■ **Extracted text**:
Indiana University Refers to Cop Killer Assata Shakur as a ‘Social Activist’

“The post features a picture of the autobiography’s cover, which promotes a foreword by self-described communist Angela Davis, who also appeared on the FBI’s Most Wanted List.”

A department at the school put her autobiography on a recommended reading list. Colleges are trying to revoke the degrees of people who served in the Trump administration and Assata Shakur gets book recommendations.

Campus Reform reports:

IU refers to known terrorist as ‘social activist’

The Indiana University Department of Information and Library Science recommended that students read the autobiography of known terrorist Assata Shakur, referring to her instead as a “social activist.” In a post on its official Instagram account, the department stated that the biography is part of the “Winter Reading List.”

“This book is an autobiography of Assata Shakur, social activist and former member of the Black Liberation Army, as well as the godmother of Tupac Shakur,” the post stated. The post features a picture of the autobiography’s cover, which promotes a foreword by self-described communist Angela Davis, who also appeared on the FBI’s Most Wanted List.

Davis is a frequent campus speaker, as Campus Reform has noted.

■ **Request a**: Render the stretch of the records from the line containing "Indicate each instance of the ornate" through the line containing "[(455, 264)]" as a Markdown table with columns "Row" and "Line", skipping any blank lines.

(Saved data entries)
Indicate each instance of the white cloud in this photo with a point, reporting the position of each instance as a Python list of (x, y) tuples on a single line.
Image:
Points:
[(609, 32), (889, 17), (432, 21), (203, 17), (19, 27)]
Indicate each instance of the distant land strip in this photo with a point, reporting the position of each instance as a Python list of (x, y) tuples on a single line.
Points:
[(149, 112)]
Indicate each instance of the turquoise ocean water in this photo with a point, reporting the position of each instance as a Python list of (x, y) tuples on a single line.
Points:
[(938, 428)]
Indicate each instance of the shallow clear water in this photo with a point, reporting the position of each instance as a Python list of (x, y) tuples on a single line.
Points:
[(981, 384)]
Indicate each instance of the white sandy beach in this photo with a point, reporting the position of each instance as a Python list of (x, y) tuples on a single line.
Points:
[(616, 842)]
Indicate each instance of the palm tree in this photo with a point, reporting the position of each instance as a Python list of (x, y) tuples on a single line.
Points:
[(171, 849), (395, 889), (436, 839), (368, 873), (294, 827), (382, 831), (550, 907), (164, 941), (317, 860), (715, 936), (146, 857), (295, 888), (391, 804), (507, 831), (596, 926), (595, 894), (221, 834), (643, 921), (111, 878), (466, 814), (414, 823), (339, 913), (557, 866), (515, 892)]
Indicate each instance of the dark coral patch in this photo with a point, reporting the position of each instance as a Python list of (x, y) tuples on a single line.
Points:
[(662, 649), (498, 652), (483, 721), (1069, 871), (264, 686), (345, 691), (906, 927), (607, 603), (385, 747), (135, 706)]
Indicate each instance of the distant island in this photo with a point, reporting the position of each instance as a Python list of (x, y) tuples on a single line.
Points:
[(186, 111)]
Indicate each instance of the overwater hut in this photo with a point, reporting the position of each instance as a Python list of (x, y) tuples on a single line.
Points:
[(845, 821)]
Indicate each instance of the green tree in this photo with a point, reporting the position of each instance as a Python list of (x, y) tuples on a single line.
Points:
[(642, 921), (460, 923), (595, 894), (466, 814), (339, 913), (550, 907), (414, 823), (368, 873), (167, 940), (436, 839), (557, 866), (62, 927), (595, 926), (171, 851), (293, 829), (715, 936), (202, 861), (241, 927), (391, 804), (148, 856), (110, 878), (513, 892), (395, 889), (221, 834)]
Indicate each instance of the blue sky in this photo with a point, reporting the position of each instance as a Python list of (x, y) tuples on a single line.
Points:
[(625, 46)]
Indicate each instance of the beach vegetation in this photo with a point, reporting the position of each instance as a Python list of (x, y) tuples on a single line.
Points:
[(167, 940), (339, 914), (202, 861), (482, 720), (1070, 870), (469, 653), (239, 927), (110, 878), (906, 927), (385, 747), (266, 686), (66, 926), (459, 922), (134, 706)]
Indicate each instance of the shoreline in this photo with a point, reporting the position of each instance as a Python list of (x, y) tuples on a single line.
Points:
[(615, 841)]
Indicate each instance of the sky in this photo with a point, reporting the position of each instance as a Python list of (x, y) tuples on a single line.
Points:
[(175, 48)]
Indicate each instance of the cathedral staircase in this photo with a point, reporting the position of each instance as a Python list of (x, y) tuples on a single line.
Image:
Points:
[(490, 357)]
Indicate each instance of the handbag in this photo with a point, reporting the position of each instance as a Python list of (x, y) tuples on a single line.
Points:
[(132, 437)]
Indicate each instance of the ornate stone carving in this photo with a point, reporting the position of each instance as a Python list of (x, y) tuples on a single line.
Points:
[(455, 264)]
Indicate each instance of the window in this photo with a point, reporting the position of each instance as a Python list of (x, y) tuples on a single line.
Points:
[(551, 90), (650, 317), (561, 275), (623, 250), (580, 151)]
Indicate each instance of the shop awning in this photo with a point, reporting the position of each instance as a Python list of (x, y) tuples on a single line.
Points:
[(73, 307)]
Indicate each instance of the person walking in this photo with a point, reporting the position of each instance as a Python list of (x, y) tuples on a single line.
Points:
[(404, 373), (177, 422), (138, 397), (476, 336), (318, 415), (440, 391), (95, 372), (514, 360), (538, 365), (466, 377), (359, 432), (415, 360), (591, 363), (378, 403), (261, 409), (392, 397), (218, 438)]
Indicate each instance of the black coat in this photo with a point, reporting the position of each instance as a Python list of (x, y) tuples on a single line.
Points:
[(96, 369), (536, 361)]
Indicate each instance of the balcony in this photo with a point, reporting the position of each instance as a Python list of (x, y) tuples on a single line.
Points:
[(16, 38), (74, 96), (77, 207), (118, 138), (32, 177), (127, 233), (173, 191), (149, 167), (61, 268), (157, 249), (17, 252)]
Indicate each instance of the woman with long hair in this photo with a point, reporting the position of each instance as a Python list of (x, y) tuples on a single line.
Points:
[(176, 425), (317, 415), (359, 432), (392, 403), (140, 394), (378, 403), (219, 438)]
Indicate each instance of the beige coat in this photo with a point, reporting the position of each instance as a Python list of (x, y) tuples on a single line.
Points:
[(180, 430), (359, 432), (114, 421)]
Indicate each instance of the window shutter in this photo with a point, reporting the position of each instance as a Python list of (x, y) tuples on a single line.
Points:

■ **Request b**: Copy the stretch of the Indiana University article from "The Indiana University" through "Reform has noted." word for word.

■ **Expected output a**:
| Row | Line |
|---|---|
| 1 | Indicate each instance of the ornate stone carving in this photo with a point, reporting the position of each instance as a Python list of (x, y) tuples on a single line. |
| 2 | Points: |
| 3 | [(455, 264)] |

■ **Expected output b**:
The Indiana University Department of Information and Library Science recommended that students read the autobiography of known terrorist Assata Shakur, referring to her instead as a “social activist.” In a post on its official Instagram account, the department stated that the biography is part of the “Winter Reading List.”

“This book is an autobiography of Assata Shakur, social activist and former member of the Black Liberation Army, as well as the godmother of Tupac Shakur,” the post stated. The post features a picture of the autobiography’s cover, which promotes a foreword by self-described communist Angela Davis, who also appeared on the FBI’s Most Wanted List.

Davis is a frequent campus speaker, as Campus Reform has noted.